| QUELLE |
________________
Aber Inhalt und Sinn können dem Publikum nicht vermittelt werden. Die einzige Erläuterung ist, dass es sich dabei um die Inflation langlebiger Güter handelt ohne die stark schwankenden Preise für Energie und Lebensmittel. Letztere aber sind gerade jene Güter, deren Aufschläge den Menschen in den letzten Monaten das Leben schwer gemacht haben. Was bringt es, diese auszuklammern?
Unübersehbar ist, dass die Werte der Kerninflation wesentlich niedriger sind als die des Verbraucherpreisindexes, der die allgemeinen Preissteigerungen gegenüber dem Vorjahresmonat abbildet. Während sich die Kerninflation in den Monaten von Januar bis April 2023 um die 5,7 Prozent (1) bewegte, lagen der offizielle Wert für den Verbraucherindex bei fast 9 Prozent (2). Je nach Berechnungsgrundlagen werden auch noch höhere Werte genannt.
________________
| DATENAUSZÜGE |
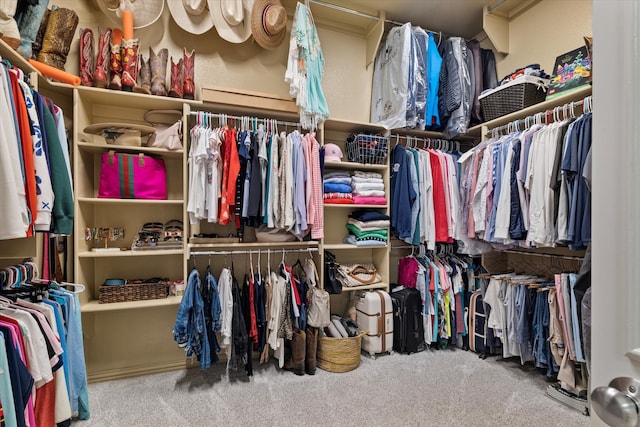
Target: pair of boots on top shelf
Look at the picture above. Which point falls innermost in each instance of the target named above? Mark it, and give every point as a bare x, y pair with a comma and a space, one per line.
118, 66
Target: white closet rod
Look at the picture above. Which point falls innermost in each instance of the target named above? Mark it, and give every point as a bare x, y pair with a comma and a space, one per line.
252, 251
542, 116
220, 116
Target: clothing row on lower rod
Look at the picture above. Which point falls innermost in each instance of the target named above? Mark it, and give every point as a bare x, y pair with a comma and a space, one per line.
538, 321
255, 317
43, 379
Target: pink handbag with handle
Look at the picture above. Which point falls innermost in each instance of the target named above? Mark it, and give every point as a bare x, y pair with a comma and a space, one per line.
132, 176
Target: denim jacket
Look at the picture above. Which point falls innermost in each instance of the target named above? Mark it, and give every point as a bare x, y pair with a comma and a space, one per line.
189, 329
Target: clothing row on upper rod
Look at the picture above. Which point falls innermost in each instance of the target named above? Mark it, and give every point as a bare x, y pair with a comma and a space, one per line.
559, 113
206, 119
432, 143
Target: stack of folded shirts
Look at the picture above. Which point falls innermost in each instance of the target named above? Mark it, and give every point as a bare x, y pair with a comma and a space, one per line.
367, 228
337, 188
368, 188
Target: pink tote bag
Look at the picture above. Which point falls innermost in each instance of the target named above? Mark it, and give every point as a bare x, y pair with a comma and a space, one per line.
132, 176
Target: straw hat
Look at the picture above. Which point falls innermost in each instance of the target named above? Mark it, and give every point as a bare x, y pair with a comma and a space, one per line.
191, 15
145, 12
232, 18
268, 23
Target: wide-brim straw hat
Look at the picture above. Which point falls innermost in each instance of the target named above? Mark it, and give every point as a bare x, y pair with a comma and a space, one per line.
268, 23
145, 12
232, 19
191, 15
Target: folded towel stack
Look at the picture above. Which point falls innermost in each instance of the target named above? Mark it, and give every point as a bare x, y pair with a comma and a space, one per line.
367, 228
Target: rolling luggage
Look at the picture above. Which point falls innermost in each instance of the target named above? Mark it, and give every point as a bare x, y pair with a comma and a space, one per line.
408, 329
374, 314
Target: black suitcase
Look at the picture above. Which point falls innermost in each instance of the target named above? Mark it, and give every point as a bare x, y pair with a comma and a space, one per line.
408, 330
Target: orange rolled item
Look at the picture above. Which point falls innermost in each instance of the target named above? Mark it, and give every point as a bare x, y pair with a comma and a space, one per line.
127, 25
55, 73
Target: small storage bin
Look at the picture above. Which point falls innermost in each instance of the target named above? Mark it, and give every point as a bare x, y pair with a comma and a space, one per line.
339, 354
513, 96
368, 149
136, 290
________________
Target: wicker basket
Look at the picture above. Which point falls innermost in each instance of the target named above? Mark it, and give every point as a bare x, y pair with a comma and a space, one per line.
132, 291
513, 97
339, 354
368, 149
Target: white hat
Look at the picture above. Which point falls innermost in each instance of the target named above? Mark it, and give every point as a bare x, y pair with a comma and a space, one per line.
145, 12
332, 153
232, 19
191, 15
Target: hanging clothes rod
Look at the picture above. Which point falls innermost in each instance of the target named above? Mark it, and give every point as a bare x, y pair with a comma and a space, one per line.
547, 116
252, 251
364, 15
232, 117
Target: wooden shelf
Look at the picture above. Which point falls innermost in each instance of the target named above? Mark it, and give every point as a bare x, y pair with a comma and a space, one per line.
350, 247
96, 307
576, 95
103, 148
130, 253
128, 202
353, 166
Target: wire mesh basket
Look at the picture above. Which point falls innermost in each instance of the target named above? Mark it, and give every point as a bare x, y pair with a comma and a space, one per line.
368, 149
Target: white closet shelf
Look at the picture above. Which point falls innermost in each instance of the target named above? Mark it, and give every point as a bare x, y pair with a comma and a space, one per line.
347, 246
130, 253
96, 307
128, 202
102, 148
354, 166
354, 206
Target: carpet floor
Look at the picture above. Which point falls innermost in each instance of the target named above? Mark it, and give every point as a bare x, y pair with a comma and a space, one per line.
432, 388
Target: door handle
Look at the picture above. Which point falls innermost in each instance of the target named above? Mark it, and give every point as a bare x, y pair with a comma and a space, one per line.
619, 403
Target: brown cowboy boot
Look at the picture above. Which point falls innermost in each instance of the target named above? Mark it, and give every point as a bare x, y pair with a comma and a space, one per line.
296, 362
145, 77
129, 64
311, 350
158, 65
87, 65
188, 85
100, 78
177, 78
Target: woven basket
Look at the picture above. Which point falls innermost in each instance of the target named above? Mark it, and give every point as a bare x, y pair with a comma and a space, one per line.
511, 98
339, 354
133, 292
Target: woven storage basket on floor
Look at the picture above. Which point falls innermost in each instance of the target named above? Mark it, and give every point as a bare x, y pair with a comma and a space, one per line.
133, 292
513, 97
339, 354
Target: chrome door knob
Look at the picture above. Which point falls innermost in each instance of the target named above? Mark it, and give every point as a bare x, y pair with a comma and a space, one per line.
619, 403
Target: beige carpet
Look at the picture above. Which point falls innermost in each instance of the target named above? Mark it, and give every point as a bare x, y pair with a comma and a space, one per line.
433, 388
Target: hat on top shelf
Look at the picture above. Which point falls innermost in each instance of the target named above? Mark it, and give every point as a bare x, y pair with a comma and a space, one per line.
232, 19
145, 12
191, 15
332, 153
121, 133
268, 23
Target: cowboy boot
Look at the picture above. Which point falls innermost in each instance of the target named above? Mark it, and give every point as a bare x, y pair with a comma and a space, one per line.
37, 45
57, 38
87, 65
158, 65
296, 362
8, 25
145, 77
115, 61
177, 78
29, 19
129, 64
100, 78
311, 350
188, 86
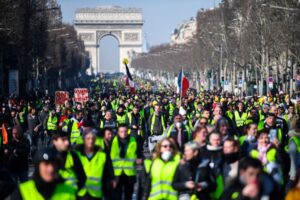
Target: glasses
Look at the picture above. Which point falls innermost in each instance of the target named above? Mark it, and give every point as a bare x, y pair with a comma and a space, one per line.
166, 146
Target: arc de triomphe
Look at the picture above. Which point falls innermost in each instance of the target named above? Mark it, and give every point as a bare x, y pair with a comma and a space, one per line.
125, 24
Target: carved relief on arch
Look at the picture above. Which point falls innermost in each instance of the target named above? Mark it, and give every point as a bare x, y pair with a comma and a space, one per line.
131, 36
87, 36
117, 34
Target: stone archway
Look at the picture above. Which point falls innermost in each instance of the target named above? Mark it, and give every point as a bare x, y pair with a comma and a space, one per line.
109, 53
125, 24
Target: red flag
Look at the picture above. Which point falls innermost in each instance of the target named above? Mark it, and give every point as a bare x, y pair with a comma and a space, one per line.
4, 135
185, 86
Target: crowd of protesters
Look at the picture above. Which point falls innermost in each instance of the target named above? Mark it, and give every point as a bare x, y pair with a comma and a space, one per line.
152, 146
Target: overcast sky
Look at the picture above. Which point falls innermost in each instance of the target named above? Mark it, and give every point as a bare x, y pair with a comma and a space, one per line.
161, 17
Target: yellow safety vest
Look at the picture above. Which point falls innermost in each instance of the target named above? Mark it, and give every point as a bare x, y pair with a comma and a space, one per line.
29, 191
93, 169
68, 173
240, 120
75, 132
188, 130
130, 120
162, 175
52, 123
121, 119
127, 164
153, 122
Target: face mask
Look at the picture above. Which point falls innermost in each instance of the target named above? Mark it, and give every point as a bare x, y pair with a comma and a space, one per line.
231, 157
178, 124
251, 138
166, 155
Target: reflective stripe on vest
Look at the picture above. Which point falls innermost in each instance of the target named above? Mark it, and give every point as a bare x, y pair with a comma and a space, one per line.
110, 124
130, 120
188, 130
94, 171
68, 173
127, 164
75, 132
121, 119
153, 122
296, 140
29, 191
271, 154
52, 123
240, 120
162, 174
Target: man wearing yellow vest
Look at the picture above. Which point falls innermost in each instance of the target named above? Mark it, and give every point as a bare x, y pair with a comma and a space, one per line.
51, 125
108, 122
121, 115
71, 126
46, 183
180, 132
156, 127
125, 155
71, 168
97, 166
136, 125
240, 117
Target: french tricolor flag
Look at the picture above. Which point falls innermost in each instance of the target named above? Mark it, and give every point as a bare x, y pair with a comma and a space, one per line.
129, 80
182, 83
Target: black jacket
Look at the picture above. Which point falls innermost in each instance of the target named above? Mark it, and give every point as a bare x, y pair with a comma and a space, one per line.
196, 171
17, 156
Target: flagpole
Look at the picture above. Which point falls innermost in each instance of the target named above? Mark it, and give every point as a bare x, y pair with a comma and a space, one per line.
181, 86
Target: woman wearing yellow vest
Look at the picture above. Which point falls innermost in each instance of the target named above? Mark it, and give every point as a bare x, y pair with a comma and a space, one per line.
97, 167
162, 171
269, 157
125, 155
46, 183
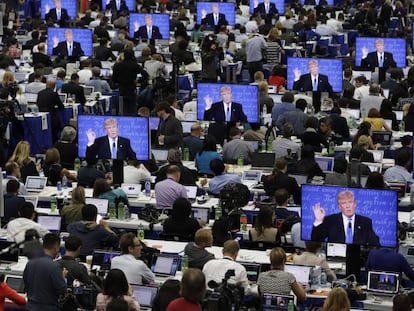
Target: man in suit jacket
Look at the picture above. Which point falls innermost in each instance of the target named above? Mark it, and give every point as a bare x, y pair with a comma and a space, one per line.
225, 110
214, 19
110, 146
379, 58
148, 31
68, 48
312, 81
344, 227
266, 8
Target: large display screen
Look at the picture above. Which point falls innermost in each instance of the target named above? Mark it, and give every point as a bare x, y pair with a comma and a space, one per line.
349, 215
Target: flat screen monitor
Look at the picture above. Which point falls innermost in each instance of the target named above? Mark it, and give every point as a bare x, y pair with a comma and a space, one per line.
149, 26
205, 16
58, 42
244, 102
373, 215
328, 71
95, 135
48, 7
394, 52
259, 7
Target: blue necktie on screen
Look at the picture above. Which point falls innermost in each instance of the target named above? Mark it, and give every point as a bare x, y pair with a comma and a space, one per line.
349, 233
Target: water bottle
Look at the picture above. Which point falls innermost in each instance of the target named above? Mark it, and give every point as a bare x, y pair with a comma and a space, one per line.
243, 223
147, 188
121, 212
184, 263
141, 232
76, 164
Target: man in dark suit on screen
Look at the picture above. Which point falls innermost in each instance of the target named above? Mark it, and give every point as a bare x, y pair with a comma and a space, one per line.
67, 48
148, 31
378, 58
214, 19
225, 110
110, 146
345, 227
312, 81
________________
| AUFGABE |
Beantworte zum Text über die Kerninflation diese Fragen:
(a) Welche Preise werden bei der Kerninflation ausgeklammert?
(b) Um welchen Wert bewegte sich die Kerninflation von Januar bis April 2023?
(c) Was bildet der Verbraucherpreisindex ab?

| VOLLSTÄNDIGE LÖSUNG |
(a) Die stark schwankenden Preise für Energie und Lebensmittel.
(b) Um die 5,7 Prozent.
(c) Die allgemeinen Preissteigerungen gegenüber dem Vorjahresmonat.